INFORMATION GIVEN —

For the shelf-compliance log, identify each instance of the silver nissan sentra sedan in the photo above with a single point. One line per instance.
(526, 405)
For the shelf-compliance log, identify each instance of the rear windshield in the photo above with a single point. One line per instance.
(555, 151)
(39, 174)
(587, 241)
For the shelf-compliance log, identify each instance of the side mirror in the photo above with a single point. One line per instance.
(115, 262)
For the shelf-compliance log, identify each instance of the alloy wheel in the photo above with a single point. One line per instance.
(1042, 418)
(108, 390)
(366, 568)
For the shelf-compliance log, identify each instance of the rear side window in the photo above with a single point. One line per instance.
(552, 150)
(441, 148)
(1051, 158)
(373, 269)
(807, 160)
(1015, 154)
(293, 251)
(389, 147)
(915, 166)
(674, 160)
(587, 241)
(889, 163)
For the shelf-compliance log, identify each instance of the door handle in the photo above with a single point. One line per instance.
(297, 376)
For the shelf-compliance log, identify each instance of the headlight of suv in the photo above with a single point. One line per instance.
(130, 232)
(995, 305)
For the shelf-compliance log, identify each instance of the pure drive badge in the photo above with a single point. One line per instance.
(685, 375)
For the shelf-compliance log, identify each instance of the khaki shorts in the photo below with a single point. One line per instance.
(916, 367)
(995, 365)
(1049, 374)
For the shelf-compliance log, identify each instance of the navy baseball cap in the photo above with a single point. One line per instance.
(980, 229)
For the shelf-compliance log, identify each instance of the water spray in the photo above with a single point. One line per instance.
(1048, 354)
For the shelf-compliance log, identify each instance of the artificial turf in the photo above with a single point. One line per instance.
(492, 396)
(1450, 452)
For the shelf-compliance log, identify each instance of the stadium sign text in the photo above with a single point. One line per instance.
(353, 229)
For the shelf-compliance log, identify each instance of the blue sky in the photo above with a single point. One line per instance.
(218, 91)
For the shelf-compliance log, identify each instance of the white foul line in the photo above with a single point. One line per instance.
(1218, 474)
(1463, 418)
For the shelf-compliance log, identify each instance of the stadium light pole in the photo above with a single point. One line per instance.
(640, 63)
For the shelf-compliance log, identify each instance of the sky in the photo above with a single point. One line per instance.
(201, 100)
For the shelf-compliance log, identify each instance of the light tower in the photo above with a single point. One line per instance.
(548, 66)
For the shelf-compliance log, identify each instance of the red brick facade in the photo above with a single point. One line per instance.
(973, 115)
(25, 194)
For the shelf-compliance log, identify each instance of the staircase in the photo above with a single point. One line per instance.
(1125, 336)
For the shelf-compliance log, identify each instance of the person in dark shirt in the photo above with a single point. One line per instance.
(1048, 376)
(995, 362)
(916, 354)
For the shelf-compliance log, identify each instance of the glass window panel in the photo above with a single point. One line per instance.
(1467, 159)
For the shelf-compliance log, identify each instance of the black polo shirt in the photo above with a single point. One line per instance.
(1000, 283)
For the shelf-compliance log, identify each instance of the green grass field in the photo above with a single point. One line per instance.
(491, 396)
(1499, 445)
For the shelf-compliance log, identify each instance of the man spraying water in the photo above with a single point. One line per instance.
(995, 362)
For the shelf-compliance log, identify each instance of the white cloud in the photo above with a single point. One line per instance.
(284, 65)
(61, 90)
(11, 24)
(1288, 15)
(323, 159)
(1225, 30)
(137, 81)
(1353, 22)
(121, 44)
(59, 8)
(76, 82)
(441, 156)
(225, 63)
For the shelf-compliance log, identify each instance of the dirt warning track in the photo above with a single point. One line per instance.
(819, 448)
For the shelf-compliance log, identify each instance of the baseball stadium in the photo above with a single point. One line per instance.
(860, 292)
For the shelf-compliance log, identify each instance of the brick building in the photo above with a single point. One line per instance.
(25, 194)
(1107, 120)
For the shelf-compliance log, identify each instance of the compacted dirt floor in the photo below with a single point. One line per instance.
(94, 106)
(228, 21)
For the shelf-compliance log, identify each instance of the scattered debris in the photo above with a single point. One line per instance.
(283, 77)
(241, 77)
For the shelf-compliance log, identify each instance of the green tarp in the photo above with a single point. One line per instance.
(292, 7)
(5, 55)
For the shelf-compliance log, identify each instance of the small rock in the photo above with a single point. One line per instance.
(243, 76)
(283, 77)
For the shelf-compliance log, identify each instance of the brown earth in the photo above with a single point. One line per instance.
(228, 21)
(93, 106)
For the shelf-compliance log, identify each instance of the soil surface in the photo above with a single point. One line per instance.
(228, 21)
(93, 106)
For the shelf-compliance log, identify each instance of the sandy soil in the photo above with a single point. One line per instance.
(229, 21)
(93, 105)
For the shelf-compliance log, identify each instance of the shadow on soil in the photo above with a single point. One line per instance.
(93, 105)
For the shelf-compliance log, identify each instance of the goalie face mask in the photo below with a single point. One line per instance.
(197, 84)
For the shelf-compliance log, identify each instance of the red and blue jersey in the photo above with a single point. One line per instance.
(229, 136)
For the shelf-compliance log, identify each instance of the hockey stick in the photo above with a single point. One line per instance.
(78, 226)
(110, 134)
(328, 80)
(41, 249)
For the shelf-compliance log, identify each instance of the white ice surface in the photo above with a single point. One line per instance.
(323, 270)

SHORT TASK — Please reproduce the stretch above from the line containing "the red brick" through the line containing "(1125, 336)", both ends included, and scale every answer coordinate by 1.7, rounding to whole numbers with halves going up. Leave the request lines unchanged and give only these lines.

CORRECT OUTPUT —
For the shelf-compliance log, identify each instance of the red brick facade in the photo above with a single point. One line per instance.
(1654, 196)
(43, 330)
For the shelf-compliance log, identify each instance of the staircase in the photo above with a single point. One line per instance.
(1913, 571)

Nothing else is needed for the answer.